'''

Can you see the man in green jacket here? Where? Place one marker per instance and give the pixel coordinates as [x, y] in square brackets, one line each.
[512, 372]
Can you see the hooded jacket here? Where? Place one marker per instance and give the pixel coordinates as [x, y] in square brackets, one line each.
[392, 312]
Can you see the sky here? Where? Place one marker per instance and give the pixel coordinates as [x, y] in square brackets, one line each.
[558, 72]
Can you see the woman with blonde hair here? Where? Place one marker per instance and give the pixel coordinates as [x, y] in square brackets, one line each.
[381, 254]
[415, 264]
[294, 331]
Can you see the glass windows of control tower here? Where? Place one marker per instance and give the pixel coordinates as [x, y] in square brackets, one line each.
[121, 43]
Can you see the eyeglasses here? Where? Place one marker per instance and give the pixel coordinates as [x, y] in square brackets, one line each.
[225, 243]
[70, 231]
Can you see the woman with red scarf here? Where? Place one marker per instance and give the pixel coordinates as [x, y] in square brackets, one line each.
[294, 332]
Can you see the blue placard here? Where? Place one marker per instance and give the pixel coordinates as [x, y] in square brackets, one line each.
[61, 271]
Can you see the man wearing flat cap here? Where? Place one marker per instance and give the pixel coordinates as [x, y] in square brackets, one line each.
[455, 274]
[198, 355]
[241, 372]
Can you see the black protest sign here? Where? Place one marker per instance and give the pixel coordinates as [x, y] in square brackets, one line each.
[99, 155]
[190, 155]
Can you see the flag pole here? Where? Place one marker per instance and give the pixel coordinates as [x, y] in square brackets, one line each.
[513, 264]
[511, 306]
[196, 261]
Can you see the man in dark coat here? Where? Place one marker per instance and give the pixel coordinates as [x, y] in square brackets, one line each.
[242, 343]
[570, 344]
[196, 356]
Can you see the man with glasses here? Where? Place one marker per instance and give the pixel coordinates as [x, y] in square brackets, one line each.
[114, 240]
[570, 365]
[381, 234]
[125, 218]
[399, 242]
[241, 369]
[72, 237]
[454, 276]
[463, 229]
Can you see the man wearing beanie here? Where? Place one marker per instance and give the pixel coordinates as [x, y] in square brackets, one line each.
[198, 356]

'''

_PROBLEM REQUIREMENTS_
The full set of entries above has to be restated exactly.

_ANSWER SPACE_
Can you see the man in green jacket here? Where? Place one marker per instance and give the pixel coordinates as [x, y] in square brackets, one line each.
[512, 372]
Can you see the hooded jacket here? Where? Place one marker per instance and give the pixel coordinates as [x, y] in square brackets, one line each.
[392, 312]
Can you see the sky here? Where? Place one marker per instance and give the pixel coordinates as [x, y] in square brackets, one line each.
[558, 72]
Can you see the woman with blonde hair here? Where? Place one marker per instance and give the pixel coordinates as [x, y] in square brackets, one line each.
[381, 254]
[415, 264]
[294, 331]
Can you see the glass windows of control tower here? Where? Place one marker per instance and give the pixel coordinates as [x, y] in square brackets, one line each.
[121, 43]
Can you see the eyeglasses here? Where? Place one marker per instance and give the pixel coordinates as [x, y] in square brackets, one line each.
[225, 243]
[70, 231]
Can you see the woman with red scarf here? Where? Place one marker per instance and give the pixel coordinates as [x, y] in square brackets, one line each.
[294, 332]
Can you see the blue placard here? Where? Place one marker per instance and give the pixel coordinates as [x, y] in square brackets, one line each.
[61, 271]
Can you see the man wearing flat cap here? Where? Place one marker per instance and give the pixel coordinates as [x, y] in square brackets, one line each.
[455, 274]
[198, 355]
[241, 372]
Can you see the black protest sign here? Where? Place one marker per instance and give the pixel coordinates as [x, y] in square brackets, one line each.
[99, 155]
[190, 155]
Can you see the flag pole here? Where? Place one marker per instance and give the pixel coordinates as [x, y] in square brackets, one line each.
[513, 264]
[511, 306]
[196, 261]
Can you see the man in dark coat here? Where? Place one marker per instance and give the pixel coordinates as [x, y] in square brackets, one line each.
[242, 343]
[570, 344]
[196, 356]
Can you see the man with glasses here? Where? Place one marker per instance and give the pixel coordinates as [x, y] in square brackets, one line each.
[114, 240]
[570, 365]
[381, 234]
[125, 218]
[399, 242]
[241, 369]
[72, 237]
[454, 276]
[463, 229]
Can you see the man wearing beanie here? Where? Place one marker per instance and give the pixel coordinates as [x, y] in square brackets, one line each.
[198, 356]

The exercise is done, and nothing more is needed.